Teaching appropriate eating habits also uses the cadre framework of boundaries. French parents, like Pamela’s friend Hélène, allow their children to have sweets, but only at particular times; this also allows them to enjoy it more. For example, hot chocolate is a staple for Hélène’s family. Another principle is enjoying food and shared meal times, which are not just about eating, but a social time of sensory discovery. Pamela applies as much of this advice as she can in her own family; she serves a wide variety of foods, served in courses with vegetables first, and avoids giving the kids snacks except for the daily goûter. She also lets the children have sweets and serves hot chocolate on cold mornings. 


The chapter ends with a recipe for Hélène’s hot chocolate.

Part 1, Chapter 13 Summary: “It’s Me Who Decides”

Pamela is at the park one day with her three children when her neighbor notices her constantly chasing after Leo, who keeps running to the gate to leave. She tells Pamela that it’s all about her belief in her own authority: Children notice doubt or lack of conviction. Pamela alters her tone, and after a few attempts, Leo sits down to play with the others. Pamela can see that French parents balance their authority and children’s freedom; she talks to parents and experts about how they manage their children’s behavior.

· · ·

• Requirements:
**1.** Write out the part of the French parenting summary between "Part 1, Chapter" and "their children’s behavior.", inclusive.
**2.** Does the French parenting summary agree with each of these statements? Answer yes or no for each and quote the words from the summary that decide it.
(a) Pamela avoids giving her children snacks apart from the daily goûter.
(b) Hot chocolate is rarely served in Hélène's family.
(c) At the park, Leo kept running to the gate.
**3.** What comes next in the French parenting summary? Write the continuation of the summary, starting right after its last sentence.

• Dataset rows:

· · ·

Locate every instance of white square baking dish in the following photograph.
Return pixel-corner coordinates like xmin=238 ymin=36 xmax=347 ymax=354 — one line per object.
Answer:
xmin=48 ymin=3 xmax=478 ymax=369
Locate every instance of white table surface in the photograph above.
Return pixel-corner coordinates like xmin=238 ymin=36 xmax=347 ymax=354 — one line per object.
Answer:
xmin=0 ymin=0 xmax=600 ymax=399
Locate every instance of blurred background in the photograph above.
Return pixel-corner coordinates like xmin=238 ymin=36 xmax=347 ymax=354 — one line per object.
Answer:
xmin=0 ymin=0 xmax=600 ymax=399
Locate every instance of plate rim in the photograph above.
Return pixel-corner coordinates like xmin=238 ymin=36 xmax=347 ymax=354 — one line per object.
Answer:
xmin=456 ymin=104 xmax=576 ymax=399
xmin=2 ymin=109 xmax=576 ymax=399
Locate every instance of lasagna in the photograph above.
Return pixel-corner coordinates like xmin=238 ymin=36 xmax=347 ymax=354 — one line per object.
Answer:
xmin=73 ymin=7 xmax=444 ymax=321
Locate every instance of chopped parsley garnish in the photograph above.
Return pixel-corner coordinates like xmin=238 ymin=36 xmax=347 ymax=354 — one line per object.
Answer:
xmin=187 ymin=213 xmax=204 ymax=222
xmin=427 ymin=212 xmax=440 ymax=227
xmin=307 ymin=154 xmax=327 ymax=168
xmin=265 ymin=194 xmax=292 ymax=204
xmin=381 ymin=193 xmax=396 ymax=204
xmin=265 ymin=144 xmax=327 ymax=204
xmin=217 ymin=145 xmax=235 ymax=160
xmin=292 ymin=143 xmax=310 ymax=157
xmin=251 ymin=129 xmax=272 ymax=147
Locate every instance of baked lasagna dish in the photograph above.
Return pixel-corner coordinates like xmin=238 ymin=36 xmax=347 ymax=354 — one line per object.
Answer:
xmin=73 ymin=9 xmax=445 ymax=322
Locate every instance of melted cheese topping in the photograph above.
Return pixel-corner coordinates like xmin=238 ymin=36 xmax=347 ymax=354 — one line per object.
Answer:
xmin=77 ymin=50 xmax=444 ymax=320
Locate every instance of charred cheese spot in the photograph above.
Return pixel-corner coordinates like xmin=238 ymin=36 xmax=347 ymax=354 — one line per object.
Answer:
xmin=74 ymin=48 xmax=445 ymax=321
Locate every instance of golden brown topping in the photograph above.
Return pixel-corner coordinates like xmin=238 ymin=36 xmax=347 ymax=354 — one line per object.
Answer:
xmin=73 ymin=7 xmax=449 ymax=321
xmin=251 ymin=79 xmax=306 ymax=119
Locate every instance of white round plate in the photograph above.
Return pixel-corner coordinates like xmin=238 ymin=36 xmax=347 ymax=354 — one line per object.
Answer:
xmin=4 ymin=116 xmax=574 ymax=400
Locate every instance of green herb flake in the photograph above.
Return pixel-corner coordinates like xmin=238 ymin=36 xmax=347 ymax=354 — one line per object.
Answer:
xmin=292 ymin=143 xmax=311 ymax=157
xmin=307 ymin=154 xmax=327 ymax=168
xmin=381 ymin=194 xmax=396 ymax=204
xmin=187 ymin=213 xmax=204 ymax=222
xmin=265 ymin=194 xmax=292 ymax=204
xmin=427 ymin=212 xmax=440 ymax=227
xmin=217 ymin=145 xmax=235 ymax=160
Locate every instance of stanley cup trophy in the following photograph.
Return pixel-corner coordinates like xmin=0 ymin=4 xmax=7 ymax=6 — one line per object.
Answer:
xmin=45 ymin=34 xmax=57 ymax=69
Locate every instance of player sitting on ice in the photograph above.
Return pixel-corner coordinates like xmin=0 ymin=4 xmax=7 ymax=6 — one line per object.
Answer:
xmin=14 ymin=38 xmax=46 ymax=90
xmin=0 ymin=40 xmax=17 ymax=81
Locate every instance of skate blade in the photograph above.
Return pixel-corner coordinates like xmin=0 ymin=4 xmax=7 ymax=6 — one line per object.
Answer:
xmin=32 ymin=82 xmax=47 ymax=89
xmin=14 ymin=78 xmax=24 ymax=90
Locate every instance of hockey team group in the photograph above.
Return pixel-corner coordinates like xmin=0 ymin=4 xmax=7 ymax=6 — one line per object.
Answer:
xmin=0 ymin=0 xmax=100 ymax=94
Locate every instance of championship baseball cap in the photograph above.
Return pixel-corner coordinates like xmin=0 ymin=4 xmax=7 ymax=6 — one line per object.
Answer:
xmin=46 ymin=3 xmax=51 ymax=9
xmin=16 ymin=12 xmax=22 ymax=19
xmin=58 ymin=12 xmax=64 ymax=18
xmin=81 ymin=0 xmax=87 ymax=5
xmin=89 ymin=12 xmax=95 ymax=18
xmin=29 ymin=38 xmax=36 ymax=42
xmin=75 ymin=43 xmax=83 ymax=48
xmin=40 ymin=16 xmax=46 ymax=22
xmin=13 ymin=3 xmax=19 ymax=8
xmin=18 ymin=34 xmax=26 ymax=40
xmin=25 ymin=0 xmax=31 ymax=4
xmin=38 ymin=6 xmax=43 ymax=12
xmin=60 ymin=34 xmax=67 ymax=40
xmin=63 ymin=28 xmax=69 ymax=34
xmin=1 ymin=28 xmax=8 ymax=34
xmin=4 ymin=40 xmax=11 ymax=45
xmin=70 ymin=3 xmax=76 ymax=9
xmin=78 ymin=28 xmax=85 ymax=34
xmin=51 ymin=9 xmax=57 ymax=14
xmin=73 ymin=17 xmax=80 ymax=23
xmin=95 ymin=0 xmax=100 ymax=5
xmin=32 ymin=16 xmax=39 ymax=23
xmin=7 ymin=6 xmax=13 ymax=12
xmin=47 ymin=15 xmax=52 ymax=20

· · ·

• In response:
**1.**
Part 1, Chapter 13 Summary: “It’s Me Who Decides”

Pamela is at the park one day with her three children when her neighbor notices her constantly chasing after Leo, who keeps running to the gate to leave. She tells Pamela that it’s all about her belief in her own authority: Children notice doubt or lack of conviction. Pamela alters her tone, and after a few attempts, Leo sits down to play with the others. Pamela can see that French parents balance their authority and children’s freedom; she talks to parents and experts about how they manage their children’s behavior.

**2.**
(a) Yes: "avoids giving the kids snacks except for the daily goûter"
(b) No: "hot chocolate is a staple for Hélène’s family"
(c) Yes: "who keeps running to the gate to leave"

**3.**
A French mother who lives in Brooklyn initially thought American styles of parenting were touching and wonderful but soon saw a sense of entitlement in their children. She uses a French style of authoritative parenting, with clear boundaries (the cadre) and also respect for the child’s own will and developing personality. The American parents that Pamela speaks to either exhaustively constantly police their children or choose not to instill any rules at all, while French parents make decisions and feel confident they know what’s best.


One French woman advises Pamela to use “big eyes” when enforcing rules because it adds an air of authority. Others tell Pamela to raise her voice only when a situation is severe enough to require it: Children need firm boundaries, but a great deal of freedom within them. Child psychiatrist Daniel Marcelli confirms that children should only be told “no” when it makes sense, and that rules should have a purpose. When Pamela applies these principles to her own life, she struggles at first. One of Pamela’s embarrassments is the way Leo always shouts in the courtyard when they leave their apartment. One day, she stops before going outside and calmly explains to him that yelling is not something people do in the courtyard. She gives him a moment to absorb this information and respond. When they exit together, Pamela is shocked to find that Leo remains quiet as he dashes across the lawn.

Part 1, Chapter 14 Summary: “Let Him Live His Life”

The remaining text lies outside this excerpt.